"""
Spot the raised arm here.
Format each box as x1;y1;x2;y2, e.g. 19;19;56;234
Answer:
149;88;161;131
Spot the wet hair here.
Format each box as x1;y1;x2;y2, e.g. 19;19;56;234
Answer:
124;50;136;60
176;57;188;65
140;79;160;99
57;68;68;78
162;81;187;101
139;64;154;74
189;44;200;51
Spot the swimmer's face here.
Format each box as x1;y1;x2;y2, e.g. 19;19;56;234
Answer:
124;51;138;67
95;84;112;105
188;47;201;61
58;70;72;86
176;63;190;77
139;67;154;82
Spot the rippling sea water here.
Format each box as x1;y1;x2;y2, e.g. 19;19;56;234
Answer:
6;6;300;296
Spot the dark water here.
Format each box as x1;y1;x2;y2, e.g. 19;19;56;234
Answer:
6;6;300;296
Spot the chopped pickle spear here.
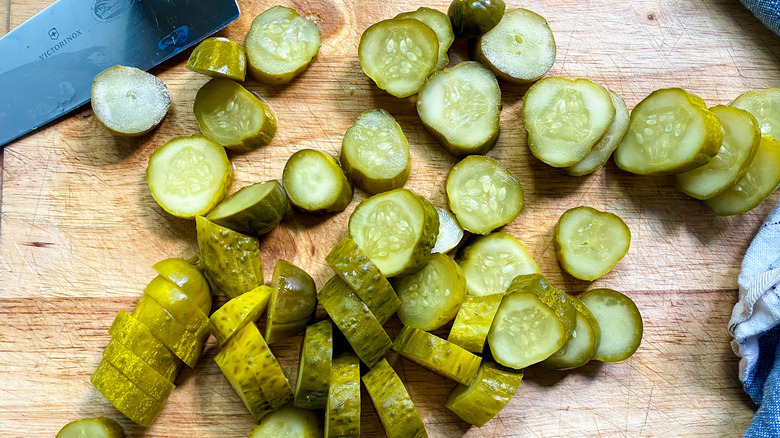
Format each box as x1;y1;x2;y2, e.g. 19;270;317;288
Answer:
341;109;411;194
417;61;501;157
580;289;643;362
446;155;523;234
206;180;289;235
522;76;615;167
554;206;631;281
92;65;171;137
614;88;723;175
446;361;523;427
192;79;276;152
358;18;439;97
349;189;439;277
317;277;393;368
475;8;556;84
146;135;233;219
244;6;322;84
325;237;401;324
393;254;466;330
363;359;428;438
282;149;353;214
704;135;780;216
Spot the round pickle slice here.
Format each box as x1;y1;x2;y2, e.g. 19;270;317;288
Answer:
446;155;523;234
244;6;322;84
146;135;233;219
358;18;439;98
614;88;723;175
417;61;501;157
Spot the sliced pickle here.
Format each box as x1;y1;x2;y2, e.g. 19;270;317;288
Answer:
358;18;439;97
146;135;233;219
614;88;723;175
341;109;411;194
349;189;439;277
554;206;631;281
325;237;401;324
446;361;523;427
393;254;466;330
580;289;643;362
317;277;393;368
417;61;501;157
244;6;322;84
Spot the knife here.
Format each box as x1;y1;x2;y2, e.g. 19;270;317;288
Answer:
0;0;239;147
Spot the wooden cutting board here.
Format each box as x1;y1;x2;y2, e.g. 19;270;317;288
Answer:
0;0;780;438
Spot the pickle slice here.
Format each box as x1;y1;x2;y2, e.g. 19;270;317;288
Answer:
580;289;643;362
187;37;246;82
446;361;523;427
522;76;615;167
146;135;233;219
349;189;439;277
282;149;353;214
417;61;501;157
325;353;360;438
614;88;723;175
456;231;539;297
195;216;263;298
206;180;289;235
341;109;411;194
393;254;466;330
475;8;556;84
293;320;333;409
244;6;322;84
192;79;276;152
704;135;780;216
317;277;393;368
92;65;171;137
325;237;401;324
358;18;439;97
554;206;631;281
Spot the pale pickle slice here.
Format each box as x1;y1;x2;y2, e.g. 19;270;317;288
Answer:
146;135;233;219
341;109;411;194
522;76;615;167
554;206;631;281
417;61;501;157
393;254;466;330
614;88;723;175
244;6;322;84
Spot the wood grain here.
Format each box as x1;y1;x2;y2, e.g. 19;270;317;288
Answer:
0;0;780;437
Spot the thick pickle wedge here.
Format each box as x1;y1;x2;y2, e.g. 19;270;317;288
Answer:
614;88;723;175
393;326;482;385
282;149;353;214
474;8;556;84
417;61;501;157
704;135;780;216
206;180;289;235
317;277;393;368
554;206;631;281
325;237;401;324
363;359;428;438
446;361;523;427
146;135;233;219
580;289;643;362
349;189;439;277
244;6;322;84
195;216;263;298
393;254;466;330
522;76;615;167
358;18;439;97
341;109;411;195
293;320;333;409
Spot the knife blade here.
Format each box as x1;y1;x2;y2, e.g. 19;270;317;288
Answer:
0;0;239;147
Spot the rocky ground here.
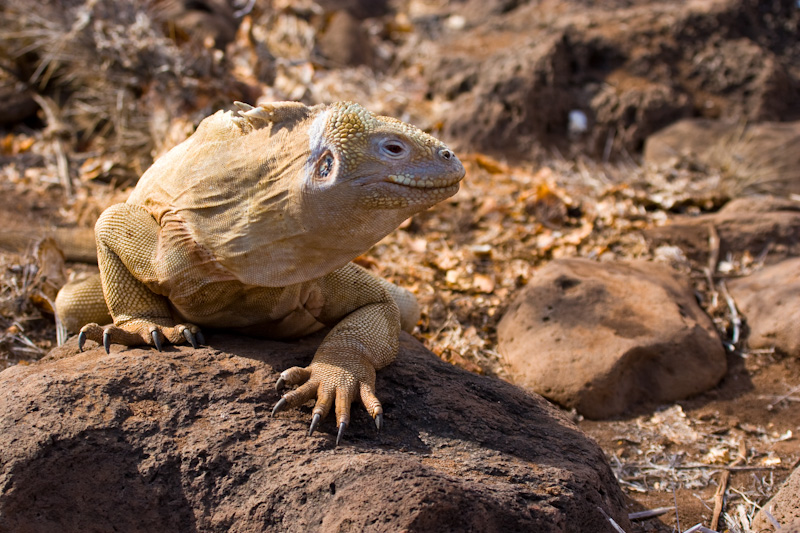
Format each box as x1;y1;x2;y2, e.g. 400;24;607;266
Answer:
0;0;800;532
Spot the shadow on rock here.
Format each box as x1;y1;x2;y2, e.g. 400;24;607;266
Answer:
0;334;628;532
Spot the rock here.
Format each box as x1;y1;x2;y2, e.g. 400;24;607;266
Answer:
410;0;797;158
753;468;800;533
317;11;374;67
498;259;727;419
0;334;629;533
643;196;800;266
644;119;800;196
728;257;800;357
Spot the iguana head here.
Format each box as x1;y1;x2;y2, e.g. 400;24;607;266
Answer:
128;102;464;286
304;102;464;211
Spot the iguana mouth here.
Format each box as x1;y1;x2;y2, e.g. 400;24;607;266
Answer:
386;174;463;189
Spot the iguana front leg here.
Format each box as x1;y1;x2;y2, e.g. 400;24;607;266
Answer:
78;204;203;352
273;263;400;444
"""
Output every record above word for word, leaving out the pictures.

- Correct output -
Spot the raised arm here.
Format each box as x1;y1;x2;y2, e.g. 19;19;56;234
Answer:
149;88;161;131
Spot the wet hair here.
Format each box as x1;y1;x2;y2, e.g. 19;19;56;234
Answer:
124;50;136;60
176;57;188;65
140;79;160;99
57;68;68;78
162;81;187;101
139;64;154;74
189;44;200;51
Spot the swimmer's face here.
Format each box as x1;y1;x2;y2, e.g. 19;19;56;234
Answer:
124;51;138;67
95;84;112;105
188;47;201;61
58;70;72;86
176;63;190;77
139;67;154;82
Spot the rippling sea water here.
Format each box as x1;y1;x2;y2, e.g. 19;19;56;234
Answer:
6;6;300;296
Spot the dark water here.
Format each box as x1;y1;x2;y2, e.g. 19;19;56;234
Answer:
6;6;300;296
Spot the chopped pickle spear here.
Format each box as x1;y1;x2;y2, e.g. 19;270;317;288
Answer:
341;109;411;194
417;61;501;157
580;289;643;362
446;155;523;234
206;180;289;235
522;76;615;167
554;206;631;281
92;65;171;137
614;88;723;175
446;361;523;427
192;79;276;152
358;18;439;97
349;189;439;277
317;277;393;368
475;8;556;84
146;135;233;219
244;6;322;84
325;237;401;324
393;254;466;330
363;359;428;438
282;149;353;214
704;135;780;216
Spot the round pickle slice here.
Format each box as x1;y1;x2;y2, e.g. 19;270;317;288
Answer:
446;155;523;234
244;6;322;84
146;135;233;219
358;18;439;98
614;88;723;175
417;61;501;157
Spot the sliced pickle here.
Format each box as x1;y1;x2;y2, e.g. 19;270;317;288
Answer:
358;18;439;97
146;135;233;219
614;88;723;175
341;109;411;194
349;189;439;277
554;206;631;281
325;237;401;324
446;361;523;427
393;254;466;330
580;289;643;362
317;277;393;368
417;61;501;157
244;6;322;84
Spot the knife here.
Format each box as x1;y1;x2;y2, e.g. 19;270;317;288
Answer:
0;0;239;147
Spot the wooden cutting board here.
Format each box as x1;y1;x2;y2, e.g. 19;270;317;288
Answer:
0;0;780;438
Spot the pickle slice here.
Format each box as x1;y1;x2;y2, e.g. 19;270;317;288
Answer:
580;289;643;362
187;37;246;82
446;361;523;427
522;76;615;167
146;135;233;219
349;189;439;277
282;149;353;214
417;61;501;157
325;353;360;438
614;88;723;175
456;231;539;297
195;216;263;298
206;180;289;235
341;109;411;194
393;254;466;330
475;8;556;84
293;320;333;409
244;6;322;84
192;79;276;152
704;135;780;216
317;277;393;368
92;65;171;137
325;237;401;324
358;18;439;97
554;206;631;281
Spot the pale pickle slice here.
Format each box as x1;y1;x2;y2, e.g. 19;270;317;288
Answer:
146;135;233;219
341;109;411;194
522;76;615;167
554;206;631;281
417;61;501;157
393;254;466;330
614;88;723;175
244;6;322;84
Spot the wood grain here.
Format each box as x1;y1;x2;y2, e.g. 19;270;317;288
Answer:
0;0;780;437
Spot the thick pickle wedge here.
Format each box as x1;y1;x2;y2, e.g. 19;270;317;288
Answer:
614;88;723;175
393;326;482;385
282;149;353;214
474;8;556;84
417;61;501;157
704;135;780;216
206;180;289;235
317;277;393;368
554;206;631;281
325;237;401;324
363;359;428;438
446;361;523;427
146;135;233;219
580;289;643;362
349;189;439;277
244;6;322;84
195;216;263;298
393;254;466;330
522;76;615;167
358;18;439;97
341;109;411;195
293;320;333;409
Spot the knife blade here.
Format each box as x1;y1;x2;y2, e.g. 19;270;317;288
Answer:
0;0;239;147
Spot the rocky ground here.
Format each box as x1;y1;x2;y2, e.g. 400;24;607;266
Answer:
0;0;800;532
Spot the shadow on rock here.
Format each box as x1;y1;x2;y2, e.g. 400;24;607;266
Answer:
0;334;628;532
Spot the rock here.
Format each box as x1;y1;x2;y2, e.g. 400;24;607;266
Answer:
410;0;797;158
753;468;800;533
317;11;374;67
498;259;727;419
0;334;629;533
643;196;800;266
644;119;800;196
728;257;800;357
Spot the iguana head here.
Format each box as x1;y1;x2;y2, e.g. 400;24;607;266
Answer:
128;102;464;286
304;102;464;211
Spot the iguana mouth here.
Format each box as x1;y1;x2;y2, e.g. 400;24;607;266
Answer:
386;174;463;189
Spot the iguana front leg here.
Format each box as x1;y1;x2;y2, e.g. 400;24;607;266
Answer:
78;204;203;352
273;263;400;444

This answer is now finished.